GIVEN TEXT>
★ ★ ★ ★

William Orrin Robinson, 94, a Department of Agriculture chemist for 50 years who specialized in the chemistry of infertile soils, died Monday at the Iliff Nursing Home in Dunn Loring Va., following a heart attack.
Mr. Robinson joined Agriculture in 1903. One of his first assignments was to check foods for impurities and toxic substances before the Food and Drug Administration was formed to take over this function. But his basic work was on the chemistry of soils and why some soils are not fertile.
He developed an induction furnace and an electric thermostat to monitor some of his experiments. Following his retirement from Agriculture in the early 1950s, he was a consultant to the U.S. Geological Survey.
Mr. Robinson lived in Falls Church for many years. At one time he grew 257 varieties of grapes in his vineyard.
He was born in Marlborough, N.H., and earned bachelor's and master's degrees at the University of New Hampshire. He served in the U.S. cavalry along the Mexican border during the expedition against Pancho Villa in 1916. After the United States entered World War I, he became major in the Army Chemical Corps.
Mr. Robinson's wife, the former Mary Collins Sherman, died in 1929.
Survivors include two sons, George A., of Falls Church, and William Orrin Jr., of Eagle Pass., Tex.; two daughters, Polly Whyte, of Accokeek, Md., and Joyce Kraus, of Berkeley, Calif.; 11 grandchildren, and one great-grandson.

★ ★ ★ ★

GIVEN DATA>
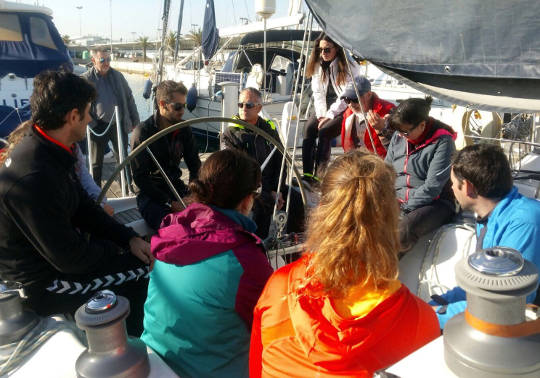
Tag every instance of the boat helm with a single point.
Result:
(15, 322)
(492, 338)
(110, 352)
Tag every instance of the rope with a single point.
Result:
(96, 134)
(13, 355)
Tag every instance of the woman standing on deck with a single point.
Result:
(329, 74)
(209, 272)
(340, 309)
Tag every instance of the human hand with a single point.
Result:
(322, 121)
(108, 209)
(375, 120)
(176, 206)
(281, 202)
(141, 249)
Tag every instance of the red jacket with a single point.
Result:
(298, 334)
(382, 108)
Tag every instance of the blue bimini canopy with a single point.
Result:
(29, 44)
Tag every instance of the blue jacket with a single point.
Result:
(209, 272)
(513, 223)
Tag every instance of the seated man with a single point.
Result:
(45, 213)
(256, 146)
(482, 182)
(354, 131)
(156, 199)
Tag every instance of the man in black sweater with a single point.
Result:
(156, 199)
(256, 146)
(45, 213)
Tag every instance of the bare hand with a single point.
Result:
(281, 202)
(322, 121)
(375, 120)
(141, 249)
(176, 206)
(108, 209)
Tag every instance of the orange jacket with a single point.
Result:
(296, 334)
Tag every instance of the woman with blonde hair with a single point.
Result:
(340, 309)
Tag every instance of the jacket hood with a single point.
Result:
(332, 341)
(197, 233)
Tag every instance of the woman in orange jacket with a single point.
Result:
(340, 309)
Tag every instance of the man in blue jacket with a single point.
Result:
(482, 182)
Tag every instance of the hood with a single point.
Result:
(197, 233)
(332, 341)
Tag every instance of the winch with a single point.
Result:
(110, 352)
(492, 338)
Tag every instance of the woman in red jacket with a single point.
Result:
(340, 309)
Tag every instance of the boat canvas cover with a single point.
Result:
(277, 36)
(490, 48)
(27, 59)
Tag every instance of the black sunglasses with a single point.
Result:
(349, 100)
(325, 50)
(407, 133)
(248, 105)
(177, 105)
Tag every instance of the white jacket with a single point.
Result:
(320, 86)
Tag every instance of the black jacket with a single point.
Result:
(43, 214)
(168, 151)
(257, 147)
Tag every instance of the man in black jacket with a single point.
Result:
(156, 199)
(45, 213)
(256, 146)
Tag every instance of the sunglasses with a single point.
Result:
(350, 100)
(177, 105)
(257, 192)
(325, 50)
(248, 105)
(408, 132)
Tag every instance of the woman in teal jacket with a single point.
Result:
(209, 272)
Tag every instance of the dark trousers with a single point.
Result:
(152, 211)
(124, 274)
(321, 154)
(423, 220)
(99, 145)
(264, 207)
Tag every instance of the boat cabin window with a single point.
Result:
(39, 31)
(10, 27)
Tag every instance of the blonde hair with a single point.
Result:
(14, 138)
(353, 233)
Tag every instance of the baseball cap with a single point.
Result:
(362, 84)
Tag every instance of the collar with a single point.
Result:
(52, 140)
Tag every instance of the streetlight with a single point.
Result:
(79, 7)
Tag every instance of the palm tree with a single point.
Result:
(143, 41)
(195, 36)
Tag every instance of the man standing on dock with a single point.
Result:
(112, 90)
(156, 198)
(54, 239)
(482, 183)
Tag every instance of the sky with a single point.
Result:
(134, 18)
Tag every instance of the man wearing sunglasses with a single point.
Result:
(155, 198)
(354, 131)
(256, 146)
(113, 90)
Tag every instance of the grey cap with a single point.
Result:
(362, 84)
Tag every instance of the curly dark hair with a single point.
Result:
(55, 94)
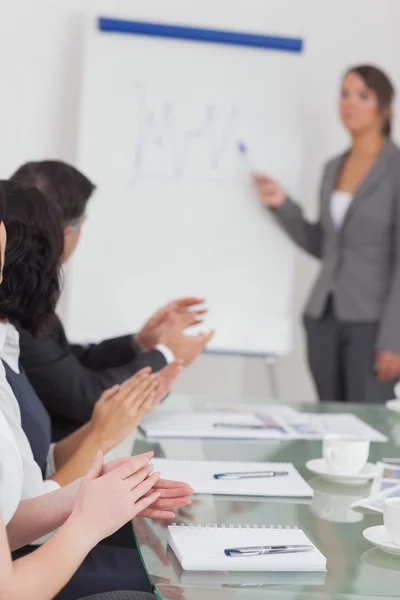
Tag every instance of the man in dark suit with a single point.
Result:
(70, 378)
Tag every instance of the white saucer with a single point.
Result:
(378, 537)
(319, 467)
(393, 405)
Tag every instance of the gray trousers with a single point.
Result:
(341, 357)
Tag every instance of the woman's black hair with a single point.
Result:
(377, 81)
(31, 275)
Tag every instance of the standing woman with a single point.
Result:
(352, 318)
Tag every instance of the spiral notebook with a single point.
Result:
(201, 548)
(200, 475)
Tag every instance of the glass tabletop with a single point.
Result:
(355, 569)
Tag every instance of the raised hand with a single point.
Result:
(121, 408)
(104, 503)
(166, 379)
(178, 313)
(185, 347)
(387, 366)
(173, 494)
(270, 192)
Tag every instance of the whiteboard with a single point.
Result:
(175, 212)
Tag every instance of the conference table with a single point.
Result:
(356, 570)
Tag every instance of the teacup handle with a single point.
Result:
(330, 455)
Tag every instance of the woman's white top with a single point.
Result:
(340, 202)
(10, 471)
(32, 479)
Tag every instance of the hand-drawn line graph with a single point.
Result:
(159, 129)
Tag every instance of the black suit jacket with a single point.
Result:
(69, 379)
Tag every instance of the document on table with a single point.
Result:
(236, 478)
(204, 548)
(261, 425)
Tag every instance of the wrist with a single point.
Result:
(98, 439)
(140, 341)
(78, 528)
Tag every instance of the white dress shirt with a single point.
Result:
(166, 352)
(10, 471)
(340, 202)
(32, 480)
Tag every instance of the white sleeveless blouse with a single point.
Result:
(11, 473)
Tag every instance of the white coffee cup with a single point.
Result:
(391, 519)
(345, 454)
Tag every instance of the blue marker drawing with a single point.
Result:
(159, 130)
(242, 147)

★ ★ ★ ★

PROBLEM DETAILS> Copy the passage from the obituary of William Orrin Robinson word for word, starting at "William Orrin Robinson, 94, a" and ending at "in his vineyard.". Those rows aren't needed here.

EXERCISE SOLUTION>
William Orrin Robinson, 94, a Department of Agriculture chemist for 50 years who specialized in the chemistry of infertile soils, died Monday at the Iliff Nursing Home in Dunn Loring Va., following a heart attack.
Mr. Robinson joined Agriculture in 1903. One of his first assignments was to check foods for impurities and toxic substances before the Food and Drug Administration was formed to take over this function. But his basic work was on the chemistry of soils and why some soils are not fertile.
He developed an induction furnace and an electric thermostat to monitor some of his experiments. Following his retirement from Agriculture in the early 1950s, he was a consultant to the U.S. Geological Survey.
Mr. Robinson lived in Falls Church for many years. At one time he grew 257 varieties of grapes in his vineyard.